§ **Your goal**
Rewrite every line of the items below as a numbered list, leaving out any blank lines.

——

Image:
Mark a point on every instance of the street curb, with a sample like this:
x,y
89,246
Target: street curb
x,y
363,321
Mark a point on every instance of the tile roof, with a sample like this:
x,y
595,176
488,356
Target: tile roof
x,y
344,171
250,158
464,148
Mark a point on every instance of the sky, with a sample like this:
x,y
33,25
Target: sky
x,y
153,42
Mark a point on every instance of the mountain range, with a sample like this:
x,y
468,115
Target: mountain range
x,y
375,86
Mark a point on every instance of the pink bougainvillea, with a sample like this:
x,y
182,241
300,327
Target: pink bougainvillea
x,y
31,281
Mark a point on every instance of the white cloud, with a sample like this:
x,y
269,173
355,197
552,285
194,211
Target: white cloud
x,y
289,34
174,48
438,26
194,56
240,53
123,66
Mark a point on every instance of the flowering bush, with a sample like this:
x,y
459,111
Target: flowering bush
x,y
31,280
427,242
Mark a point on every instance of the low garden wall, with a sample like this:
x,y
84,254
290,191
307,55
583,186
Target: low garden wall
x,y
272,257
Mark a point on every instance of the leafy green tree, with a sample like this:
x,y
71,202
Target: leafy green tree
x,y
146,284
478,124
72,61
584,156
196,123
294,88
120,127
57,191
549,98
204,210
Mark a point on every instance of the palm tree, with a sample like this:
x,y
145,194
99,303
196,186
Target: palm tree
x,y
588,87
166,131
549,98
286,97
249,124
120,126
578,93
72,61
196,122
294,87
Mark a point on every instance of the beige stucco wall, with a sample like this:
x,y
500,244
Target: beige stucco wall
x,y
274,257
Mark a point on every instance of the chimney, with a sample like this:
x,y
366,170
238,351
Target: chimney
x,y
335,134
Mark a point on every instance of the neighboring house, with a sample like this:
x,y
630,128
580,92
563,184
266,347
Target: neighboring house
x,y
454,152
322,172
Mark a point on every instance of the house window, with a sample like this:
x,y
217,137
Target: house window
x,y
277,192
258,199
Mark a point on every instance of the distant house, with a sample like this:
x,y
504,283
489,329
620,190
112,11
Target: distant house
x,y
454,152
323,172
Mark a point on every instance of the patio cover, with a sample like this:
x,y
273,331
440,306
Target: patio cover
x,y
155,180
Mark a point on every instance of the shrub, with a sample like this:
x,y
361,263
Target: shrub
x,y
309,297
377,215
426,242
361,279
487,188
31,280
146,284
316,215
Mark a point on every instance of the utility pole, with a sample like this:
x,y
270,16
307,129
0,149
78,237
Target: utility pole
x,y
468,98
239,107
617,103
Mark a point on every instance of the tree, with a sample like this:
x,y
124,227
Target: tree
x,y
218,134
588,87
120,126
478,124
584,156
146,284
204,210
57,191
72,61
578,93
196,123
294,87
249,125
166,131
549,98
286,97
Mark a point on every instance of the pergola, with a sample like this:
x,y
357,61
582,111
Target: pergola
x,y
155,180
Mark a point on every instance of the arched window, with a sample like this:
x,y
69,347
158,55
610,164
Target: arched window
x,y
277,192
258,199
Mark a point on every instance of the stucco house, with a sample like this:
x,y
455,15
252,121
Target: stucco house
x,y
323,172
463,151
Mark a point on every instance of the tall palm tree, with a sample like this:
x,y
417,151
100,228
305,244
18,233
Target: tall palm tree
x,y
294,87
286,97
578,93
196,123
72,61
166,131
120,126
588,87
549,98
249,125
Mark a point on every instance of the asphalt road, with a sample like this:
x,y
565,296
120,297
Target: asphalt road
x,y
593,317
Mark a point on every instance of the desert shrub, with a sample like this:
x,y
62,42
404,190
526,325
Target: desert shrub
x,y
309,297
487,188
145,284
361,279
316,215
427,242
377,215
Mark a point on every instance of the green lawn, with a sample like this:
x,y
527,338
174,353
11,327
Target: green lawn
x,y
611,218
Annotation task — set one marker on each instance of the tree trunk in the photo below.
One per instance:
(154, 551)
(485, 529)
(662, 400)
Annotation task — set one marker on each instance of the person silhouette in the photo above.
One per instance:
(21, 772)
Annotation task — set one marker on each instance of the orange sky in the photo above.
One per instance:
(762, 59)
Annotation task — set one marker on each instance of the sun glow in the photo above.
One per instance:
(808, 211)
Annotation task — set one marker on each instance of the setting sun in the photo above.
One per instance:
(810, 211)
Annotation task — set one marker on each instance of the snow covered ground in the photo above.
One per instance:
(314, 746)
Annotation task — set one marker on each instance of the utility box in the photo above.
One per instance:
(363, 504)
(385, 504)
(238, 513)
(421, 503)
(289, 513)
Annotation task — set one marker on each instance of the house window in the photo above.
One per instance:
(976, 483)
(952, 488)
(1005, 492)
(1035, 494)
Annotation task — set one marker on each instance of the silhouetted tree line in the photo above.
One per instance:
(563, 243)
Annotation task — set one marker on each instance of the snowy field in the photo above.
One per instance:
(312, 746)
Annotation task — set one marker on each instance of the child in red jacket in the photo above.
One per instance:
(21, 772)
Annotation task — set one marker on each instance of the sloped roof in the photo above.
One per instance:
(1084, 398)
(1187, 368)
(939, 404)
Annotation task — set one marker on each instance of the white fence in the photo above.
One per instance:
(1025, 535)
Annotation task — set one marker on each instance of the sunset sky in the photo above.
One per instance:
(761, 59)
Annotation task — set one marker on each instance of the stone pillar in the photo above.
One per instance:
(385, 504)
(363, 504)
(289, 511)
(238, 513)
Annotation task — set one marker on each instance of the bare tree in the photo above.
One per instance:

——

§ **Reply to the exercise**
1. Image:
2. Mark a point on every instance of the street curb, with a sample like this:
3. x,y
4. 89,246
5. Target: street curb
6. x,y
7. 363,321
8. Mark a point on every instance of the tile roof, with a sample like this:
9. x,y
10. 595,176
11. 488,356
12. Target: tile roof
13. x,y
14. 344,171
15. 250,158
16. 464,148
17. Mark a point on every instance of the sky, with a sample like this:
18. x,y
19. 33,25
20. Target: sky
21. x,y
22. 153,42
23. Mark a point on every instance of the mountain range, with a sample like this:
24. x,y
25. 468,115
26. Target: mountain range
27. x,y
28. 375,86
29. Mark a point on every instance of the pink bougainvillea, with a sample like this:
30. x,y
31. 182,241
32. 300,327
33. Target: pink bougainvillea
34. x,y
35. 31,281
36. Mark a point on every instance of the white cloud, with a sample like this:
37. x,y
38. 269,173
39. 355,197
40. 552,285
41. 194,211
42. Target: white cloud
43. x,y
44. 289,34
45. 174,48
46. 438,26
47. 194,56
48. 240,53
49. 123,66
50. Mark a point on every instance of the flowering bush, with a sample like this:
51. x,y
52. 459,111
53. Target: flowering bush
54. x,y
55. 31,280
56. 427,242
57. Mark a point on every instance of the low garden wall, with a sample like this:
58. x,y
59. 84,254
60. 290,191
61. 307,55
62. 583,186
63. Target: low garden wall
64. x,y
65. 272,257
66. Mark a point on every instance of the leafy green tree, with a sample like this:
67. x,y
68. 71,202
69. Target: leafy green tree
70. x,y
71. 146,284
72. 478,124
73. 72,61
74. 584,156
75. 196,123
76. 294,88
77. 120,127
78. 57,191
79. 549,98
80. 204,210
81. Mark a point on every instance of the palm tree, with a sample like this:
82. x,y
83. 145,194
84. 99,303
85. 196,186
86. Target: palm tree
87. x,y
88. 588,87
89. 166,131
90. 549,98
91. 286,97
92. 249,124
93. 120,126
94. 578,93
95. 72,61
96. 196,122
97. 294,87
98. Mark a point on every instance of the beige stucco wall, with a sample like this:
99. x,y
100. 500,244
101. Target: beige stucco wall
102. x,y
103. 274,257
104. Mark a point on every instance of the chimney, with a sample like this:
105. x,y
106. 366,170
107. 238,351
108. Target: chimney
109. x,y
110. 335,134
111. Mark a point on every instance of the neighboring house, with a sample like this:
112. x,y
113. 630,128
114. 580,92
115. 563,184
116. 266,347
117. Target: neighboring house
118. x,y
119. 454,152
120. 322,172
121. Mark a point on every instance of the house window, with a sample like this:
122. x,y
123. 217,137
124. Target: house window
125. x,y
126. 277,192
127. 258,199
128. Mark a point on every instance of the distant house, with a sample like this:
129. x,y
130. 504,283
131. 489,329
132. 620,190
133. 112,11
134. Target: distant house
135. x,y
136. 454,152
137. 323,172
138. Mark a point on every instance of the patio cover, with a sample like this:
139. x,y
140. 273,331
141. 440,306
142. Target: patio cover
143. x,y
144. 155,180
145. Mark a point on every instance of the shrub, with a sample like this:
146. x,y
147. 361,263
148. Target: shrub
149. x,y
150. 309,297
151. 377,215
152. 426,242
153. 361,279
154. 487,188
155. 31,280
156. 146,284
157. 316,215
158. Mark a point on every instance of the utility pole, with a sample like this:
159. x,y
160. 270,16
161. 307,129
162. 0,149
163. 78,237
164. Target: utility pole
165. x,y
166. 468,98
167. 239,107
168. 617,103
169. Mark a point on every instance of the tree, with a sample like this:
170. x,y
171. 124,227
172. Target: tree
173. x,y
174. 218,134
175. 588,87
176. 120,126
177. 478,124
178. 584,156
179. 146,284
180. 204,210
181. 57,191
182. 72,61
183. 578,93
184. 196,123
185. 294,87
186. 249,125
187. 166,131
188. 549,98
189. 286,97
190. Mark a point on every instance of the pergola, with a sample like this:
191. x,y
192. 357,61
193. 582,111
194. Target: pergola
195. x,y
196. 155,180
197. Mark a point on every instance of the arched window, with a sample like this:
198. x,y
199. 69,347
200. 158,55
201. 610,164
202. Target: arched window
203. x,y
204. 277,192
205. 258,199
206. Mark a point on every instance of the stucco house, with a sample like this:
207. x,y
208. 455,15
209. 252,121
210. Target: stucco house
211. x,y
212. 323,172
213. 463,151
214. Mark a point on every instance of the tall palm tree, with a sample like this:
215. x,y
216. 417,151
217. 100,228
218. 305,244
219. 18,233
220. Target: tall palm tree
221. x,y
222. 294,87
223. 286,97
224. 578,93
225. 196,123
226. 72,61
227. 166,131
228. 120,126
229. 588,87
230. 549,98
231. 249,125
232. Mark a point on every instance of the asphalt road, with a sample like this:
233. x,y
234. 565,296
235. 120,297
236. Target: asphalt road
237. x,y
238. 593,317
239. Mark a point on every instance of the desert shrub, with a sample like this:
240. x,y
241. 62,42
242. 404,190
243. 526,325
244. Target: desert shrub
245. x,y
246. 309,297
247. 487,188
248. 145,284
249. 361,279
250. 316,215
251. 427,242
252. 377,215
253. Mark a point on every instance of the green lawn, with a sample like this:
254. x,y
255. 527,338
256. 174,353
257. 11,327
258. Target: green lawn
259. x,y
260. 611,218
261. Annotation task — set one marker on each instance of the tree trunk in the photo below.
262. One per instance:
263. (154, 551)
264. (485, 529)
265. (662, 400)
266. Annotation task — set one marker on each instance of the person silhouette in the photo above.
267. One per instance:
268. (21, 772)
269. Annotation task — set one marker on each instance of the orange sky in the photo above.
270. One per instance:
271. (762, 59)
272. Annotation task — set one marker on each instance of the sun glow in the photo above.
273. One per instance:
274. (808, 211)
275. Annotation task — set one marker on each instance of the setting sun in the photo above.
276. One per instance:
277. (810, 211)
278. Annotation task — set one marker on each instance of the snow covered ground in the photo above.
279. One per instance:
280. (314, 746)
281. Annotation task — set one marker on each instance of the utility box in the photo above.
282. One per instance:
283. (363, 504)
284. (385, 504)
285. (238, 513)
286. (421, 503)
287. (289, 513)
288. Annotation task — set one marker on each instance of the house window in the photo above.
289. One per instance:
290. (976, 483)
291. (952, 488)
292. (1005, 492)
293. (1035, 494)
294. Annotation task — set one marker on each instance of the silhouetted tree line in the photo above.
295. One per instance:
296. (563, 243)
297. Annotation task — set one marker on each instance of the snowy field in the photo above.
298. One per instance:
299. (312, 746)
300. Annotation task — set one marker on each instance of the child in red jacket in the photo above.
301. One per instance:
302. (21, 772)
303. Annotation task — set one marker on each instance of the sloped roof in the photo above.
304. One per instance:
305. (1084, 398)
306. (1187, 368)
307. (939, 404)
308. Annotation task — set one marker on each instance of the white fence in the photo above.
309. One per instance:
310. (1025, 535)
311. Annotation task — set one marker on each instance of the sunset sky in the photo above.
312. One per instance:
313. (761, 59)
314. Annotation task — set one marker on each instance of the stone pillar in the photo above.
315. One per instance:
316. (385, 504)
317. (363, 504)
318. (289, 511)
319. (238, 513)
320. Annotation task — set one marker on each instance of the bare tree in the photo above.
321. One per instance:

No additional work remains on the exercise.